_Tasks to complete_
1. Reproduce the passage on Mashiach, YHWH, and Ekklesia word for word, from its first sentence to its last.
2. Pull out every line of the rows that contains the string "water", matching case exactly.

_Document text_
- - -
Mashiach: the anointed one of the covenant, the king, priest, and prophet commissioned by YHWH, the completion of the Torah, the Psalms, and the Prophets, the destination the entire covenant story was aimed at. Covered by Christ, a surname attached to a first name, a title absorbed into a two-word designation so thoroughly that almost no one perceives the title as a title, and the covenant connection it was meant to invoke has been invisible for sixteen centuries.

YHWH: behold the hand, behold the nail, the identity declaration of the divine name in four Paleo-Hebrew pictures, the name that was supposed to be remembered in every generation, removed six thousand eight hundred and twenty-eight times and continued into the New Testament where Thomas’s recognition of the name in the nail marks of the risen Son was covered with a title of respect. Covered by Lord, a declaration of authority where the text had placed a declaration of identity, a rank where the covenant had placed a name.

Ekklesia: the called-out assembly of all flesh, constituted by the cross before any institution existed to manage it, open for everyone the cross declared righteous, which is all flesh. Covered by church, a building with walls and a door, a denomination with a statement of faith and a membership boundary, forty-six thousand different expressions of an exclusion architecture built over the body that the cross made boundless.
- - -
_Record excerpts_
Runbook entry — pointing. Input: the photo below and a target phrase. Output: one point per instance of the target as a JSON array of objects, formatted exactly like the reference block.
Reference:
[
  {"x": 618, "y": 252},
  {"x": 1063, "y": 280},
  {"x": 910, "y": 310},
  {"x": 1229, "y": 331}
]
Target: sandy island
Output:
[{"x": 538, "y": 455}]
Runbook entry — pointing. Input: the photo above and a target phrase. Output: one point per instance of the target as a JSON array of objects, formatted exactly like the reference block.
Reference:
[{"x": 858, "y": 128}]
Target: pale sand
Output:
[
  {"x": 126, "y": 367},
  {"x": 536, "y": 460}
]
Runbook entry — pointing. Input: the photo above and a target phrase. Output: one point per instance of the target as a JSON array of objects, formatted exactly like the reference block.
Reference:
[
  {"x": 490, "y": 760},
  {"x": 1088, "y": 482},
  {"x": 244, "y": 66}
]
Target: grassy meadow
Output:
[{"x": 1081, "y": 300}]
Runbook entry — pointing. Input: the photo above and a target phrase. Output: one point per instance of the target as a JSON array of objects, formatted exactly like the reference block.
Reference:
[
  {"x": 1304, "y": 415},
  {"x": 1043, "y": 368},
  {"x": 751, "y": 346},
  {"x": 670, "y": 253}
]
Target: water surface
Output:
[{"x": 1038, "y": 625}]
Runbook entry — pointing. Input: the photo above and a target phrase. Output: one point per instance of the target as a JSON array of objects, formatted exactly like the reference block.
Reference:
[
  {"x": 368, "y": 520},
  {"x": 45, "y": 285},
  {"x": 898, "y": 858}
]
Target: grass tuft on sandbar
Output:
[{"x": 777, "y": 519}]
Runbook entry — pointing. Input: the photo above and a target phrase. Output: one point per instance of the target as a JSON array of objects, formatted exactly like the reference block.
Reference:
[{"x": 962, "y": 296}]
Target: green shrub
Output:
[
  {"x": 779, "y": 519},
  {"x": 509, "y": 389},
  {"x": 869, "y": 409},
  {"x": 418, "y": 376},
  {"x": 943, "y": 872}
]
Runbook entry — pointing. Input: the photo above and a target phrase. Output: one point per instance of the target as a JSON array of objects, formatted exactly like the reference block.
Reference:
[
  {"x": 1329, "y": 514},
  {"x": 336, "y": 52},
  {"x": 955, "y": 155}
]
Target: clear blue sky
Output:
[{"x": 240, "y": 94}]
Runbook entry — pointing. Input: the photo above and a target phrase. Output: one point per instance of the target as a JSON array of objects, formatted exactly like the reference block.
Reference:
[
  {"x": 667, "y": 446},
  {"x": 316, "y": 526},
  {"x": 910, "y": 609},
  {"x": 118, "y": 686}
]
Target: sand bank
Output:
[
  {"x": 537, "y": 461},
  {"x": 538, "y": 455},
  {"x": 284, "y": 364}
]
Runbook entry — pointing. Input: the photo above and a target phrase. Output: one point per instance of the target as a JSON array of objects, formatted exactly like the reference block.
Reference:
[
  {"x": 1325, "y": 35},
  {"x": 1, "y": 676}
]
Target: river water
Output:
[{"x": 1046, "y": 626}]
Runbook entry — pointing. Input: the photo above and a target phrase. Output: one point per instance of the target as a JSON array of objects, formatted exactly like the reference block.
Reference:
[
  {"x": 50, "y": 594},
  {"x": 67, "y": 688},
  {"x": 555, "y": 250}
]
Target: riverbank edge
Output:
- - -
_Final answers_
1.
Mashiach: the anointed one of the covenant, the king, priest, and prophet commissioned by YHWH, the completion of the Torah, the Psalms, and the Prophets, the destination the entire covenant story was aimed at. Covered by Christ, a surname attached to a first name, a title absorbed into a two-word designation so thoroughly that almost no one perceives the title as a title, and the covenant connection it was meant to invoke has been invisible for sixteen centuries.

YHWH: behold the hand, behold the nail, the identity declaration of the divine name in four Paleo-Hebrew pictures, the name that was supposed to be remembered in every generation, removed six thousand eight hundred and twenty-eight times and continued into the New Testament where Thomas’s recognition of the name in the nail marks of the risen Son was covered with a title of respect. Covered by Lord, a declaration of authority where the text had placed a declaration of identity, a rank where the covenant had placed a name.

Ekklesia: the called-out assembly of all flesh, constituted by the cross before any institution existed to manage it, open for everyone the cross declared righteous, which is all flesh. Covered by church, a building with walls and a door, a denomination with a statement of faith and a membership boundary, forty-six thousand different expressions of an exclusion architecture built over the body that the cross made boundless.

2.
Target: water surface
Target: river water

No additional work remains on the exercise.